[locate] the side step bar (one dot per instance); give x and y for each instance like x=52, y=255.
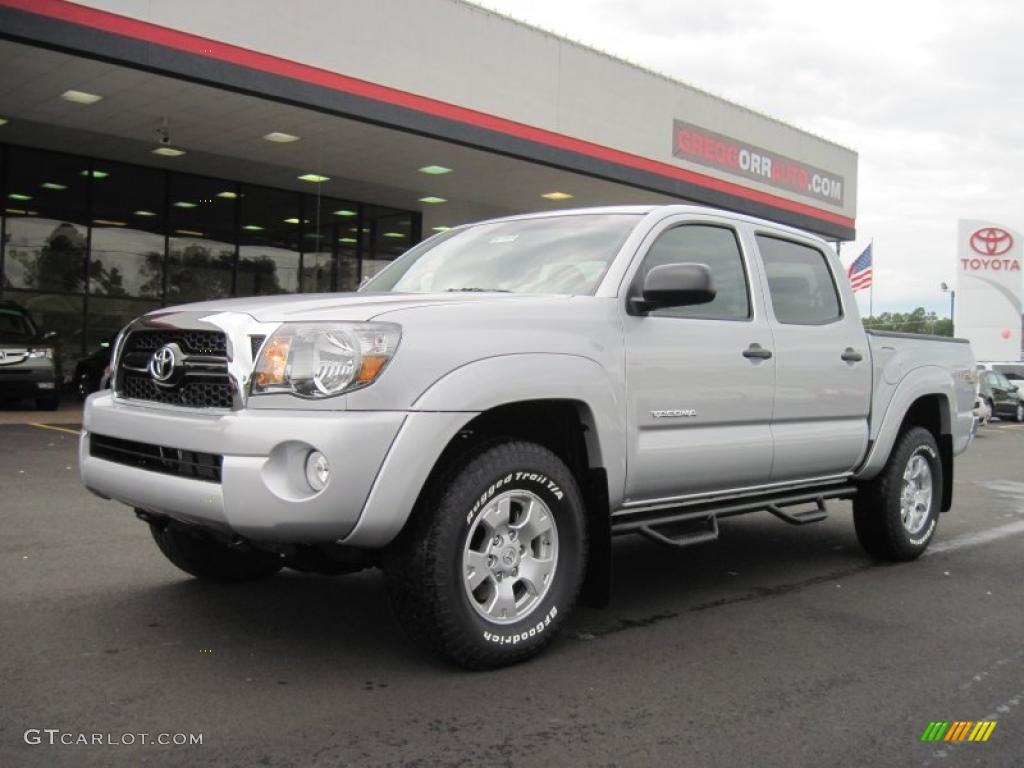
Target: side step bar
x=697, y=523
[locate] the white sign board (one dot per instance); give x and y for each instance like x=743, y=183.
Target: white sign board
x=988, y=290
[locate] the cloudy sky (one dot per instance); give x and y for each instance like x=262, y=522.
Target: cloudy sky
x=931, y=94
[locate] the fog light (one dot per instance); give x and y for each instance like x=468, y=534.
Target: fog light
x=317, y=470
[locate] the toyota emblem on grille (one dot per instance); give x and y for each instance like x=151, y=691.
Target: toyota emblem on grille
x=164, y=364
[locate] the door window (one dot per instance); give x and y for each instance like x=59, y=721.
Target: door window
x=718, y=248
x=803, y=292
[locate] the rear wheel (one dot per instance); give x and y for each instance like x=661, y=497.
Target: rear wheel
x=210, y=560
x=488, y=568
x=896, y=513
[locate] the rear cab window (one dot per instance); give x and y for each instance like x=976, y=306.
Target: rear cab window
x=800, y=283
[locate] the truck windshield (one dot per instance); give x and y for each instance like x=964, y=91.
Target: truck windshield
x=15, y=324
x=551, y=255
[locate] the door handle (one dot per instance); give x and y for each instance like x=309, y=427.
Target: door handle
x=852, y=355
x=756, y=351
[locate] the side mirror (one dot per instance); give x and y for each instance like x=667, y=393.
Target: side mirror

___

= Set exercise =
In the records above, return only the line that contains "[locate] the toyota" and every line after it through the last, exactly as they appear.

= Response =
[locate] the toyota emblem on grille (one dot per instance); give x and y for each instance like x=151, y=691.
Target: toyota emblem on grille
x=164, y=364
[locate] the door window (one dot per instance); give x and y for each instance like x=59, y=721.
Target: door window
x=718, y=248
x=803, y=292
[locate] the rear wheel (one dot per instance); give x and y for each instance like x=661, y=497.
Target: rear wheel
x=210, y=560
x=488, y=568
x=896, y=513
[locate] the rear cab window (one dot per instance); give x and y for each instance like x=976, y=306.
Target: rear cab window
x=800, y=283
[locate] the truck windshield (one dot per instance); give x and y for each instance like x=964, y=91.
Target: truck windshield
x=15, y=324
x=551, y=255
[locate] the door handle (one dot per instance); give x and y for each instance like x=309, y=427.
Target: door handle
x=852, y=355
x=756, y=351
[locate] the side mirror (one dot per instance); give x and y for each instance like x=667, y=393.
Target: side mirror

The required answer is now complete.